> [EXERCISE REQUIREMENTS]: Update the listing below by changing every "Marks" to "Points", and leave all other text unchanged.

> [RECORDS]:
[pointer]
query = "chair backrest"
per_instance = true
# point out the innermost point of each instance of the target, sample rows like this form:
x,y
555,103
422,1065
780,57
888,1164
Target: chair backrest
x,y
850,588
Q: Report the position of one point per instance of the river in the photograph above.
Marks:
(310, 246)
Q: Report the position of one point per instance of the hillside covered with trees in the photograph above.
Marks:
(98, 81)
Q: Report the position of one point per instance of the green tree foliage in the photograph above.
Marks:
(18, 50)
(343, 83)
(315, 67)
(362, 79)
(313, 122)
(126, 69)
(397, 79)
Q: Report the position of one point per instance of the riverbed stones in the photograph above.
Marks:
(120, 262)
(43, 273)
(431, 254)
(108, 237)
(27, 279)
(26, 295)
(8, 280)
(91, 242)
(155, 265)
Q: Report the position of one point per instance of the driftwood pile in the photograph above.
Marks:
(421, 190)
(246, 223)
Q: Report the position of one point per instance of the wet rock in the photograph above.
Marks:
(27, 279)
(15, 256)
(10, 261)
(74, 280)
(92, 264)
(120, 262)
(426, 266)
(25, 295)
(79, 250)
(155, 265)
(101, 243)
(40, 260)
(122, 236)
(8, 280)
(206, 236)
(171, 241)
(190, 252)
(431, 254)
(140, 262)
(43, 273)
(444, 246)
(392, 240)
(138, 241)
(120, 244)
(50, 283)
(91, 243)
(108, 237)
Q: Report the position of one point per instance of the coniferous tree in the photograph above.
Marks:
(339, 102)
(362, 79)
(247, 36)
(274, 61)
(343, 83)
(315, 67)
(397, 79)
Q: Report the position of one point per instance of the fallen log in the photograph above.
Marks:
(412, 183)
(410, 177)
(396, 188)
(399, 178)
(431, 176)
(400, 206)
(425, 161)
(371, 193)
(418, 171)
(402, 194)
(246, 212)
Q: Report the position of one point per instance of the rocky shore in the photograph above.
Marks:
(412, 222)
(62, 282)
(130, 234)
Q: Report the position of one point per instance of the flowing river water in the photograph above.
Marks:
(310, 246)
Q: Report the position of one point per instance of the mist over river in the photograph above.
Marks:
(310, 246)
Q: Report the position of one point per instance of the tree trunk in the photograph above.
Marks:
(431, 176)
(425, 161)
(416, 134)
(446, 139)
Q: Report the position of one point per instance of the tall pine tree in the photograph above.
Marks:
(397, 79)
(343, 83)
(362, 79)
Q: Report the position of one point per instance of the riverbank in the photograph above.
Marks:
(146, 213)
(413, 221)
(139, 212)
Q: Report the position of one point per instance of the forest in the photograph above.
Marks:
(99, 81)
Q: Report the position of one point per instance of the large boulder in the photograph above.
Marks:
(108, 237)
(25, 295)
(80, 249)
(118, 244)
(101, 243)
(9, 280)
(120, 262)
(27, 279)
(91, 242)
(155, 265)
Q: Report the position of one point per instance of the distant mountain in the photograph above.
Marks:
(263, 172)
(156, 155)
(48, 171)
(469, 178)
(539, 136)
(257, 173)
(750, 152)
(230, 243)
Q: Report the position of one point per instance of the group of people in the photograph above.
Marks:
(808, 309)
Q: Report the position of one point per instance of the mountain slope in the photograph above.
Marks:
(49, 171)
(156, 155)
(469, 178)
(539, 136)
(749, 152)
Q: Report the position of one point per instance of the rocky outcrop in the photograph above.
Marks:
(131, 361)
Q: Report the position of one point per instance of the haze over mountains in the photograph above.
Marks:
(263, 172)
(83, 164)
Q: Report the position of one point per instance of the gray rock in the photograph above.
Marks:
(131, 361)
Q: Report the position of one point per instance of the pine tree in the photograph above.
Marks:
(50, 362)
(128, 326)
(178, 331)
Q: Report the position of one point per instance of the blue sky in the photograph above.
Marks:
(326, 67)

> [SOLUTION BELOW]:
[pointer]
query = "chair backrest"
per_instance = true
# point out the innermost point of each instance of the target, sample rows like this form:
x,y
555,103
422,1065
780,57
888,1164
Target: chair backrest
x,y
850,588
Q: Report the position of one point per instance of the river in the photograph above.
Points:
(310, 246)
Q: Report the position of one point per instance of the hillside covered with trees in the photograph above.
Points:
(98, 81)
Q: Report the position of one point per instance of the green tree foliage in the photograph above.
Points:
(18, 50)
(343, 83)
(315, 67)
(362, 79)
(313, 122)
(126, 69)
(397, 79)
Q: Report the position of one point per instance of the riverbed stones in the photograph above.
Points:
(120, 262)
(43, 273)
(431, 254)
(108, 237)
(27, 279)
(26, 295)
(8, 280)
(91, 242)
(155, 265)
Q: Report the position of one point per instance of the driftwood pile in the photograph above.
Points:
(421, 190)
(246, 223)
Q: Report the position of one point per instance of the wet rock in the photograph above.
Points:
(27, 279)
(15, 256)
(10, 261)
(74, 280)
(92, 264)
(120, 262)
(426, 266)
(25, 295)
(79, 250)
(155, 265)
(101, 243)
(40, 260)
(122, 236)
(8, 280)
(206, 236)
(171, 241)
(190, 252)
(431, 254)
(140, 262)
(43, 273)
(444, 246)
(392, 240)
(138, 241)
(120, 244)
(50, 283)
(91, 243)
(108, 237)
Q: Report the position of one point per instance of the coniferous tree in the photograph above.
Points:
(339, 102)
(362, 79)
(247, 36)
(274, 61)
(343, 83)
(315, 67)
(397, 79)
Q: Report the position of one point per instance of the fallen log in the photograph above.
Points:
(412, 183)
(410, 177)
(396, 188)
(399, 178)
(431, 176)
(400, 206)
(425, 161)
(371, 193)
(418, 171)
(402, 194)
(246, 212)
Q: Report the position of one point per instance of the rocky shore in the photograph above.
Points:
(412, 222)
(62, 282)
(130, 234)
Q: Report the position of one point per instance of the flowing river water in the photograph above.
Points:
(310, 246)
Q: Report the position of one point per instance of the mist over river in the photograph above.
Points:
(310, 246)
Q: Report the position of one point per instance of the tree trunk in the photograph above.
Points:
(431, 176)
(425, 161)
(416, 134)
(446, 139)
Q: Report the position of one point per instance of the tall pine tree in the photograph above.
Points:
(397, 79)
(343, 83)
(362, 79)
Q: Report the position of one point per instance of the riverbank in the photograph above.
Points:
(146, 213)
(413, 221)
(139, 212)
Q: Report the position of one point per instance of the forest in the photograph above.
Points:
(99, 81)
Q: Report the position of one point per instance of the large boulder in the photograph above.
Points:
(108, 237)
(25, 295)
(80, 249)
(118, 244)
(101, 243)
(9, 280)
(120, 262)
(27, 279)
(91, 242)
(155, 265)
Q: Report the position of one point per instance of the distant mountain in the photograph above.
Points:
(263, 172)
(156, 155)
(48, 171)
(469, 178)
(539, 136)
(257, 173)
(750, 152)
(230, 243)
Q: Report the position of one point per instance of the group of people in the photograph above.
Points:
(808, 309)
Q: Report the position of one point per instance of the mountain slope in the photograph above.
Points:
(49, 171)
(156, 155)
(469, 178)
(539, 136)
(749, 152)
Q: Report the position of one point per instance of the rocky outcrop in the photograph above.
Points:
(131, 361)
Q: Report the position of one point per instance of the haze over mountains in the photograph above.
Points:
(263, 172)
(83, 164)
Q: Report the position of one point per instance of the gray rock in the photograph above.
Points:
(131, 361)
Q: Report the position of one point per instance of the pine tree in the photograph above.
Points:
(50, 362)
(128, 326)
(178, 331)
Q: Report the position of one point per instance of the blue sky in the photograph above.
Points:
(326, 67)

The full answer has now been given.